Extrait du texte:
**********

Kader de Marseille est venu nous rendre visite à Grenoble au début de l’année 2014. À l’occasion d’un concert sur le campus, le sud était à l’honneur, REDK partageant l’affiche avec le sètois Demi Portion. Dans une loge bruyante mélangeant accents sétois et marseillais, nous avons tenté tant bien que mal d’interviewer celui que beaucoup considéraient alors, comme le meilleur kickeur de l’hexagone. Nous avons aussi réussi à le rameuter, lui et son crew, dans les locaux de Radio Campus situés tout prêt du lieu du concert. En résulte un très bon moment, une réunion de vieux copains, dont l’amour du freestyle n’est décidément pas prêt de s’éteindre.

Sous-Culture : Dans le morceau R.E.D.K. extrait de ton nouvel album « Chant de Vision », tu dis « Appelle moi Kader, R.E.D.K., c’est pour le net et les pochettes de disque ». On t’appelle comment ce soir ?

Kader, parce que ça me met moins au rang d’artiste. Ça rend le rapport plus humain.

Comment as-tu trouvé l’ambiance ce soir à Grenoble ?

**********

Données enregistrées:
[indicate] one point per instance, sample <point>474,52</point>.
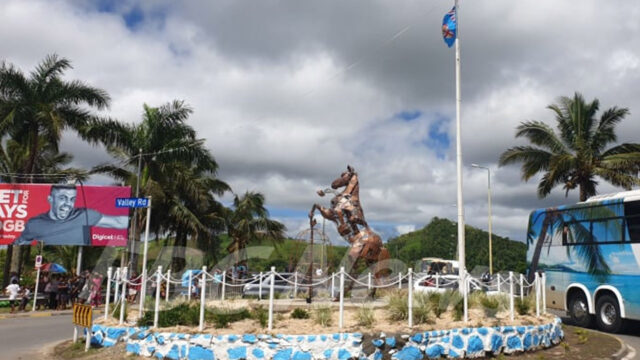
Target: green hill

**********

Travail demandé:
1. Pouvez-vous résumer plus brièvement le paragraphe de l'entretien qui commence par « Kader de Marseille est venu », en conservant ses faits principaux ?
2. Pouvez-vous citer fidèlement le passage de l'entretien qui commence par « Sous-Culture : Dans » et se poursuit jusqu'à « comment ce soir ? » ?

Corrigés par tâche:
1. Début 2014, Kader (REDK), venu de Marseille, a donné un concert sur le campus de Grenoble, où il partageait l'affiche avec le Sétois Demi Portion. Beaucoup le considéraient alors comme le meilleur kickeur de l'Hexagone. L'interview a d'abord eu lieu dans une loge bruyante, puis dans les locaux de Radio Campus, tout près du lieu du concert, avec son crew. Ce fut un très bon moment, une réunion de vieux copains toujours passionnés de freestyle.

2.
Sous-Culture : Dans le morceau R.E.D.K. extrait de ton nouvel album « Chant de Vision », tu dis « Appelle moi Kader, R.E.D.K., c’est pour le net et les pochettes de disque ». On t’appelle comment ce soir ?